◆ TEXTE À ÉTUDIER ◆
#####

Saigneurs ★★☆☆

Raphaël Girardot et Vincent Gaullier ont filmé pendant un an le travail quotidien des cent employés d’un abattoir industriel breton.

Âmes sensibles s’abstenir. Il faut avoir le cœur bien accroché – et l’estomac vide de préférence – pour passer plus d’une heure trente dans un abattoir à regarder des vaches et des agneaux assommés, saignés, éviscérés, découpés, désossés.

Il y a deux lectures possibles de ce documentaire selon le sens que l’on donne à son titre volontairement polysémique.

Le premier est une dénonciation de l’abattage industriel et du traitement réservé aux animaux dont la viande est destinée à la consommation humaine. On ne regardera pas son bifteck de la même façon après avoir vu « Saigneurs ». Certains employés font d’ailleurs en riant la confession de leur conversion au végétarisme.

Mais l’essentiel du film n’est pas là. Patients ne fait pas le procès de l’industrie agro-alimentaire comme le faisait par exemple We Feed the World de Erwin Wagenhofer ou Meat de Frederik Wiseman. L’objet principal de ce documentaire est moins les bêtes saignées que ceux qui les saignent.

Saigneurs est un documentaire sur le travail à l’usine. Une sorte de Les Temps modernes vegan. Ses héros sont les employés de cette entreprise qu’on suit dans leurs geste quotidiens et répétitifs. Ils travaillent à la chaîne dans un bruit assourdissant, dans une odeur qu’on devine pestilentielle. Leur harnachement est impressionnant : long tablier blanc, casque de chantier, gants, cotte de maille…

Sans doute, leurs conditions de travail sont-elles éprouvantes. En 2013, Entrée du personnel de Manuela Fresil instruisait le procès à charge du travail à l’abattoir – sans en franchir les portes. On est bien sûr impressionnés par les cadences, le bruit, le sang. Mais on l’est aussi par le modernisme des appareils, par l’efficacité des instruments, par le respect maniaque des consignes de sécurité. Et on se dit que le travail, aussi exténuant soit-il, devait l’être autrement plus il y a quelques années.

#####

◆ DONNÉES ENREGISTRÉES ◆
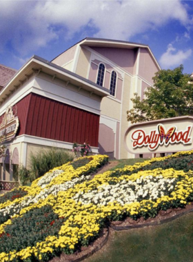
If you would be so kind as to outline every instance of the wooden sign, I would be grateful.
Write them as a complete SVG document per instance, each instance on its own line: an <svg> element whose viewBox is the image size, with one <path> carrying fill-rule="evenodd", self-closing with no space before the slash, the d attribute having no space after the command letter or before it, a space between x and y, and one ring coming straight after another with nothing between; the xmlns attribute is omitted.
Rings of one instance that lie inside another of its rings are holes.
<svg viewBox="0 0 193 262"><path fill-rule="evenodd" d="M15 117L12 108L9 107L0 124L0 141L4 142L12 140L16 135L19 125L18 117Z"/></svg>
<svg viewBox="0 0 193 262"><path fill-rule="evenodd" d="M181 117L130 125L125 135L128 152L133 154L174 152L190 150L192 117Z"/></svg>

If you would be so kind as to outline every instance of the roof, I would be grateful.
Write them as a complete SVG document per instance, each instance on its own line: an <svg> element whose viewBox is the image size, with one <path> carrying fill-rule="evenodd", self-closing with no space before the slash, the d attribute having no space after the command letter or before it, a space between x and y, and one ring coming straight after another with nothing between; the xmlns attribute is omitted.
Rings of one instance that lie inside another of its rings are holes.
<svg viewBox="0 0 193 262"><path fill-rule="evenodd" d="M17 70L0 64L0 86L4 87L16 74Z"/></svg>
<svg viewBox="0 0 193 262"><path fill-rule="evenodd" d="M14 74L7 85L0 91L0 103L3 102L23 83L28 81L28 78L34 72L43 72L52 76L52 79L58 78L68 83L68 83L70 83L77 86L79 90L83 89L102 97L106 97L110 93L109 90L93 83L90 80L86 79L41 57L34 55Z"/></svg>
<svg viewBox="0 0 193 262"><path fill-rule="evenodd" d="M70 48L67 49L65 51L59 54L57 57L54 58L52 61L54 60L56 58L59 57L63 53L65 52L69 49L72 48L73 46L76 45L80 46L95 46L95 47L106 47L106 48L128 48L128 49L134 49L137 48L147 48L150 53L151 54L153 59L156 63L159 68L161 69L161 67L156 61L155 57L154 56L150 46L148 45L145 45L143 43L134 43L134 42L128 42L126 41L121 40L115 40L115 39L108 39L103 38L93 38L93 37L86 37L83 40L81 40L79 42L76 44L72 46Z"/></svg>

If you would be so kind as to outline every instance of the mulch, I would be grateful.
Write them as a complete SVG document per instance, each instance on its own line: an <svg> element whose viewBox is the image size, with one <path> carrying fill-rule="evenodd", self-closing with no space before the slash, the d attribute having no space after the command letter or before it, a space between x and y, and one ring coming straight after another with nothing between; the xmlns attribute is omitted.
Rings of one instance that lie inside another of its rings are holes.
<svg viewBox="0 0 193 262"><path fill-rule="evenodd" d="M184 208L169 209L166 211L160 210L158 215L154 219L145 220L141 217L134 221L128 217L123 221L112 221L110 227L111 230L119 231L161 225L172 221L191 212L193 212L193 203L186 205ZM110 228L104 228L100 232L99 237L88 247L82 247L80 250L77 251L73 254L61 254L59 257L55 257L51 259L50 262L79 262L83 261L99 250L105 244L108 239L109 230Z"/></svg>

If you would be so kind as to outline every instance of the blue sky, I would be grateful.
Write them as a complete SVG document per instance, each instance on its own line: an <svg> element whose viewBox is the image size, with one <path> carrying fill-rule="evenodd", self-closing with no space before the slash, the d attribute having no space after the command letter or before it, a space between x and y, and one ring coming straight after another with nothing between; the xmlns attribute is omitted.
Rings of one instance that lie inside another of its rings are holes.
<svg viewBox="0 0 193 262"><path fill-rule="evenodd" d="M148 44L162 69L193 72L193 1L1 1L0 63L49 61L86 37Z"/></svg>

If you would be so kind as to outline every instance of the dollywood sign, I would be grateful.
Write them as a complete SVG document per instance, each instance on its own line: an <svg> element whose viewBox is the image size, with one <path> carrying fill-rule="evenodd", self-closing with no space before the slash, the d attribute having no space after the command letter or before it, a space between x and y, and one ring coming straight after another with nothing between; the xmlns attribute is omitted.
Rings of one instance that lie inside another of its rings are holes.
<svg viewBox="0 0 193 262"><path fill-rule="evenodd" d="M133 154L167 153L193 149L192 117L181 117L130 125L125 135Z"/></svg>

#####

◆ VOTRE OBJECTIF ◆
Recopiez fidèlement le passage de la critique du documentaire Saigneurs qui commence par « Âmes sensibles s’abstenir. » et se poursuit jusqu'à « conversion au végétarisme. ».

◆ SOLUTION RÉDIGÉE ◆
Âmes sensibles s’abstenir. Il faut avoir le cœur bien accroché – et l’estomac vide de préférence – pour passer plus d’une heure trente dans un abattoir à regarder des vaches et des agneaux assommés, saignés, éviscérés, découpés, désossés.

Il y a deux lectures possibles de ce documentaire selon le sens que l’on donne à son titre volontairement polysémique.

Le premier est une dénonciation de l’abattage industriel et du traitement réservé aux animaux dont la viande est destinée à la consommation humaine. On ne regardera pas son bifteck de la même façon après avoir vu « Saigneurs ». Certains employés font d’ailleurs en riant la confession de leur conversion au végétarisme.